*** Document segment ***

Tomographic techniques for the study of exceptionally preserved fossils

Abstract

Three-dimensional fossils, especially those preserving soft-part anatomy, are a rich source of palaeontological information; they can, however, be difficult to work with. Imaging of serial planes through an object (tomography) allows study of both the inside and outside of three-dimensional fossils. Tomography may be performed using physical grinding or sawing coupled with photography, through optical techniques of serial focusing, or using a variety of scanning technologies such as neutron tomography, magnetic resonance imaging and most usefully X-ray computed tomography. This latter technique is applicable at a variety of scales, and when combined with a synchrotron X-ray source can produce very high-quality data that may be augmented by phase-contrast information to enhance contrast. Tomographic data can be visualized in several ways, the most effective of which is the production of isosurface-based 'virtual fossils' that can be manipulated and dissected interactively.

Figure 1

Tomography. (a) Three parallel and evenly spaced serial tomograms (1–3) through an idealized gastropod fossil. (b) Resultant tomographic dataset.

Figure 2

Axial computed tomography (CT). The X-ray source is directed through the sample onto the detector; the single tomogram shown is computed from data within the tomographic plane in all radiographic images of the rotational series. Note that CT tomograms are conventionally inverted so that high-attenuating regions are light rather than dark.

*** End of Document segment ***

What to do = Render into Spanish this sentence from the abstract on tomographic techniques for fossils: "Imaging of serial planes through an object (tomography) allows study of both the inside and outside of three-dimensional fossils."

*** Collected material ***

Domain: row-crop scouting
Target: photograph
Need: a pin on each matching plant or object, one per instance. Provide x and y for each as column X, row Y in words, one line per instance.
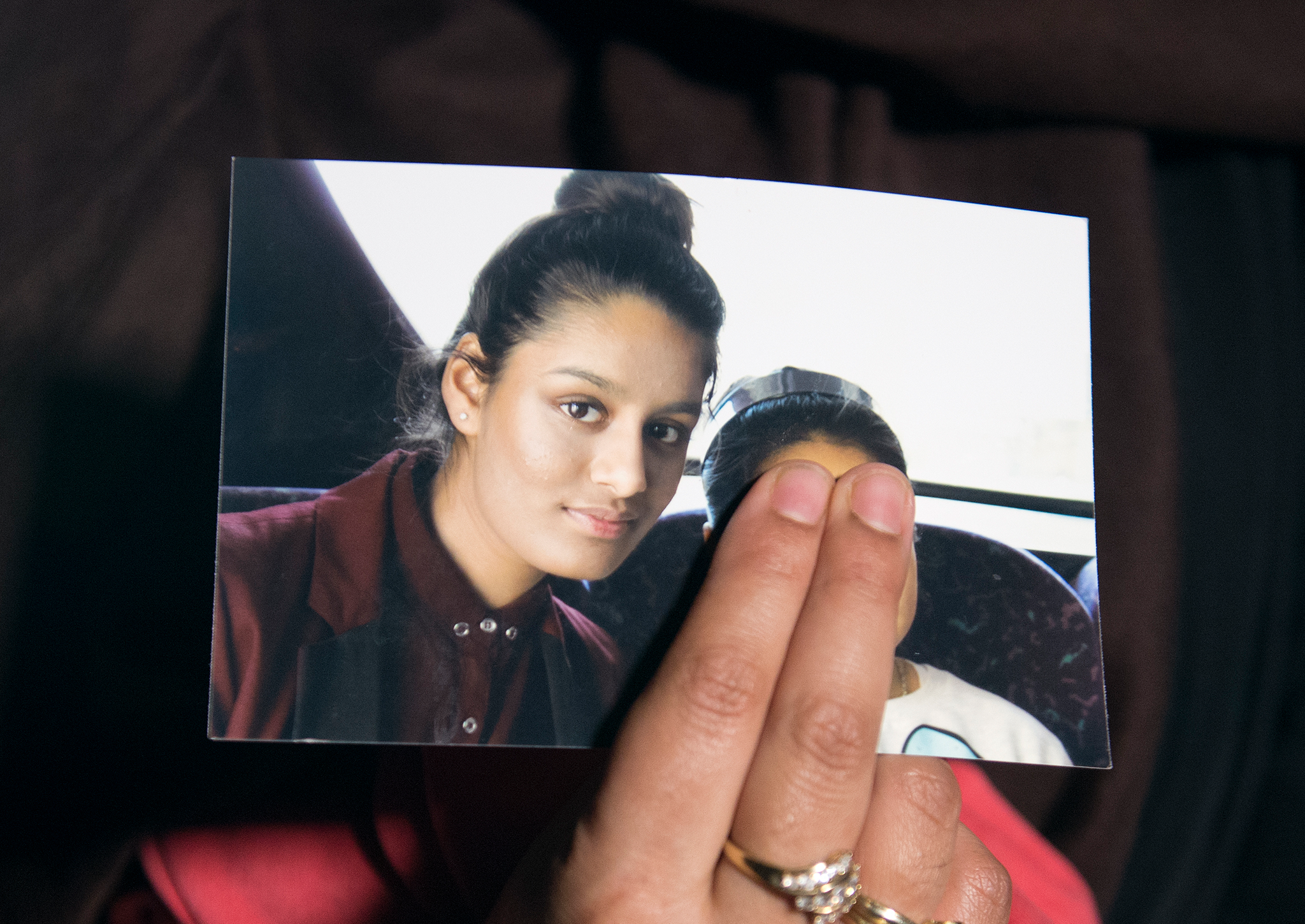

*** End of Collected material ***

Task solution = La obtención de imágenes de planos seriados a través de un objeto (tomografía) permite estudiar tanto el interior como el exterior de los fósiles tridimensionales.